start Supplied records

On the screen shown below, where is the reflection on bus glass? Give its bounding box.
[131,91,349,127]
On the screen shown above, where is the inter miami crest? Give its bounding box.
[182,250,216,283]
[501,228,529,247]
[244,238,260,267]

end Supplied records

== Your objective ==
Reproduce every line of the entries above in full, with each bounding-box coordinate increased by 123.

== Solution below ==
On the screen shown below, where is the reflection on bus glass? Give its bounding box.
[254,214,472,250]
On the screen shown above, where is the inter miami crest? Give its bounding box.
[305,373,339,406]
[624,351,652,370]
[367,361,383,390]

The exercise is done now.